Work item
Some lines hold the string "instance". Copy all of them from the material that follows.

Material provided
+---+

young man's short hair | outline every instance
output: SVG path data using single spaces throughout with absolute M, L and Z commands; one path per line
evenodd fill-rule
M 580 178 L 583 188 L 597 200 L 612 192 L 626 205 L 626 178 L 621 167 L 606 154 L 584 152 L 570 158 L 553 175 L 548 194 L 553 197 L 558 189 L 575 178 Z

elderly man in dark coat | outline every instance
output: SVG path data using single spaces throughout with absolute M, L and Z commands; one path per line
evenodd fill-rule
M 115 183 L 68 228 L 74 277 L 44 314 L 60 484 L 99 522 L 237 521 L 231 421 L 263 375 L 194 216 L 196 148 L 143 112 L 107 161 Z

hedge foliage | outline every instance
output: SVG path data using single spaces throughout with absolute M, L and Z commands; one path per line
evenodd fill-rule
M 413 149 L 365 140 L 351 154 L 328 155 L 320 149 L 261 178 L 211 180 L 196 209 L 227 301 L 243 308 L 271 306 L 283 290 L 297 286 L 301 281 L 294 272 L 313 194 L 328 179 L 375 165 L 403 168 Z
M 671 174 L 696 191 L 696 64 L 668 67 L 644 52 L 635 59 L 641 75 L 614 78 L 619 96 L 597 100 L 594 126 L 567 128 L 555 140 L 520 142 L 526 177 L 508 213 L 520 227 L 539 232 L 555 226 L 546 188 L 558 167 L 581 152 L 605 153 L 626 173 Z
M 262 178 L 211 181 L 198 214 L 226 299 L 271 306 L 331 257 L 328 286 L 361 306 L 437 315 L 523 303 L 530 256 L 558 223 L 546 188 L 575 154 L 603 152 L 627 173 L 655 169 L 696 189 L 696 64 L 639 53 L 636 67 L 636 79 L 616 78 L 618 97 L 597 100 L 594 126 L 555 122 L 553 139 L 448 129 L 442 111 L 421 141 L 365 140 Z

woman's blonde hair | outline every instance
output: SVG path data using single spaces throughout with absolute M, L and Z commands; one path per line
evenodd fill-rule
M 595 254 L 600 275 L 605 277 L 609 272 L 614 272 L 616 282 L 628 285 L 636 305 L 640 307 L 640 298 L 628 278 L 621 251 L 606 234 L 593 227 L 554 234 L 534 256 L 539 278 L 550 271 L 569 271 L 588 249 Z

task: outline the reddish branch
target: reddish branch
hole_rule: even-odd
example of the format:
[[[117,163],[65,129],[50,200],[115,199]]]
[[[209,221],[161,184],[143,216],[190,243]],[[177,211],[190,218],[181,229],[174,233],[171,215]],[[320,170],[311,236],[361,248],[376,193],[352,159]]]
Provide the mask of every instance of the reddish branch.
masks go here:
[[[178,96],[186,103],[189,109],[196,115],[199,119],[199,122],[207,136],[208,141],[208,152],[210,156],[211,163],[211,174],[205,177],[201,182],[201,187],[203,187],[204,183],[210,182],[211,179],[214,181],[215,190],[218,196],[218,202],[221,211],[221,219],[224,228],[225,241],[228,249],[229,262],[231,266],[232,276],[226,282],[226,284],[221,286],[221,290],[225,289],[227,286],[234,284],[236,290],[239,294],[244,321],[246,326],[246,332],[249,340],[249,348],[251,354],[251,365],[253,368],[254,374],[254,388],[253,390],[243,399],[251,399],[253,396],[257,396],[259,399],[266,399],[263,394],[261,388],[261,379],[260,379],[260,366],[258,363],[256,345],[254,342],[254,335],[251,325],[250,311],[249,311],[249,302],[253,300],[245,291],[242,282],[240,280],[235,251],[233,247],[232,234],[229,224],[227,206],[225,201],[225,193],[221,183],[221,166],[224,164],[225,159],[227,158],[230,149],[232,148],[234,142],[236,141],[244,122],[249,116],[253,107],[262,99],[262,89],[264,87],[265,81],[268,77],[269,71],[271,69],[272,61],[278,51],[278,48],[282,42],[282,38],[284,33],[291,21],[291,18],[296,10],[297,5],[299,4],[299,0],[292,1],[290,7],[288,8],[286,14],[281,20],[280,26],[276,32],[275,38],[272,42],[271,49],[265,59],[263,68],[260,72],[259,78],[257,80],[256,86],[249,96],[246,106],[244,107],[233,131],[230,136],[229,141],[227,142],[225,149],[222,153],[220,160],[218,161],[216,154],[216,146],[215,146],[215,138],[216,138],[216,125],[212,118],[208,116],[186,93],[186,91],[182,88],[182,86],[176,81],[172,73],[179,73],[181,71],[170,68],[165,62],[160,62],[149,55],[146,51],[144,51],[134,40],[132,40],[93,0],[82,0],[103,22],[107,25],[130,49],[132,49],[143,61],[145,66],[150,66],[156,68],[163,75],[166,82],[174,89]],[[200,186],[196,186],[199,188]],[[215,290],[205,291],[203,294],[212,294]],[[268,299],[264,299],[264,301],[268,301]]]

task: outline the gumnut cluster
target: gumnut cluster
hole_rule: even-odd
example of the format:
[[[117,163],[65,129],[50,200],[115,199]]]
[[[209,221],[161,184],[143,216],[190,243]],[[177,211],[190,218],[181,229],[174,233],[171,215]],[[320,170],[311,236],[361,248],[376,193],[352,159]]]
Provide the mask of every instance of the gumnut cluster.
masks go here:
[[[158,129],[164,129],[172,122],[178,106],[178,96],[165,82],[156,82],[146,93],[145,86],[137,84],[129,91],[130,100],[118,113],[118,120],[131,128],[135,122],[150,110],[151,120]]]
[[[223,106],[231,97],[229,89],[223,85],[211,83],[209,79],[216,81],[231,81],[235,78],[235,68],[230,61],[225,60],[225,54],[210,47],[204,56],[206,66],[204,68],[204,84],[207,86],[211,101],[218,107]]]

+---+

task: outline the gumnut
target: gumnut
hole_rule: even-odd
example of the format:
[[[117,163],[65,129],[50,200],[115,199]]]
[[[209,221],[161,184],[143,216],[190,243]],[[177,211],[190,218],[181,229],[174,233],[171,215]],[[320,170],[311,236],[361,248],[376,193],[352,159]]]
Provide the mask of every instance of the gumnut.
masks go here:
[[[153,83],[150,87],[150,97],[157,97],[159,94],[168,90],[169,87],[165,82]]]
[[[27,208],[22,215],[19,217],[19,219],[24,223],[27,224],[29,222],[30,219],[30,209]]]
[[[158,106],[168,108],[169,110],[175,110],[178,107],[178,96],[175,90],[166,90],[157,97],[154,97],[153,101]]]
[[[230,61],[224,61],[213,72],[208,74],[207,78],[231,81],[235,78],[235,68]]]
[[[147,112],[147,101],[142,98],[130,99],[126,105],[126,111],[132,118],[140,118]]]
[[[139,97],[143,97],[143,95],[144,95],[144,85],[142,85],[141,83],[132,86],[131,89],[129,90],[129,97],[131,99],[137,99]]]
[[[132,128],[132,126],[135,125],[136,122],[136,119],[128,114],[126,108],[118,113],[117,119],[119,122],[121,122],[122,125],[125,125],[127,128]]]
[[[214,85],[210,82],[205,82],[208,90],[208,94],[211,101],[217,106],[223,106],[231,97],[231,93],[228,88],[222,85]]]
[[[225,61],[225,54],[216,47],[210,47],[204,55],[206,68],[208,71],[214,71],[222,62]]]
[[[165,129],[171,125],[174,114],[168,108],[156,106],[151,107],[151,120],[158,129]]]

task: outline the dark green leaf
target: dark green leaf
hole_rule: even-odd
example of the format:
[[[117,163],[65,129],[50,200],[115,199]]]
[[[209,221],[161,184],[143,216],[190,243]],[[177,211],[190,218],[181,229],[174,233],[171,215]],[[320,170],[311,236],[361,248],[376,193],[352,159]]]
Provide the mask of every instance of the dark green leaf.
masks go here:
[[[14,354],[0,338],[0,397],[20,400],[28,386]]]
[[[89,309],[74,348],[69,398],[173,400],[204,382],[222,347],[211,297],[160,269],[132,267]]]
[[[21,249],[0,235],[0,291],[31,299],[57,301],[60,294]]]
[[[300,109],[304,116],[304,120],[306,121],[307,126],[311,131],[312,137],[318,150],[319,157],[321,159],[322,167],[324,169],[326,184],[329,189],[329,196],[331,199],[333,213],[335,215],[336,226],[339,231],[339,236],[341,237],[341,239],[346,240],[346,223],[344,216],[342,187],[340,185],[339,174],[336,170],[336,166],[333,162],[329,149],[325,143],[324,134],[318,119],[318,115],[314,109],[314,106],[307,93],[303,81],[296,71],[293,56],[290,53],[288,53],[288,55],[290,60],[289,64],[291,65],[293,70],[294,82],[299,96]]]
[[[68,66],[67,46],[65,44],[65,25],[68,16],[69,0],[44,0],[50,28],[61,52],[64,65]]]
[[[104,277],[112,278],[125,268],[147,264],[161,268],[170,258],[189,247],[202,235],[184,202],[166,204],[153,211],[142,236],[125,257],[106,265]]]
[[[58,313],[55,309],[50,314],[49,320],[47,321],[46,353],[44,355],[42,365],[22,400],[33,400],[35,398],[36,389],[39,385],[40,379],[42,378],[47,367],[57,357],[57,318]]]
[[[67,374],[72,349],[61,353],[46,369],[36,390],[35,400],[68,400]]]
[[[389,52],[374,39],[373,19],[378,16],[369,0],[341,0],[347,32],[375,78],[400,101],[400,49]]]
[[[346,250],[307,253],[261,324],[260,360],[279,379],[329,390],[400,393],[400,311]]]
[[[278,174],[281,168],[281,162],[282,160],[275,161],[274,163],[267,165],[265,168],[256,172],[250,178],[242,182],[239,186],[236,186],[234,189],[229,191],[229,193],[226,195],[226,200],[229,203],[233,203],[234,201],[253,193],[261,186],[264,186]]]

+---+

Answer for the task
young man's short hair | outline every instance
elderly man in dark coat | outline every instance
hedge foliage | outline every instance
woman's blonde hair | outline every instance
Provide the mask of every instance of the reddish branch.
Provide the mask of every instance of the gumnut cluster.
Provide the mask of every instance of the gumnut.
Provide the mask of every instance of the dark green leaf.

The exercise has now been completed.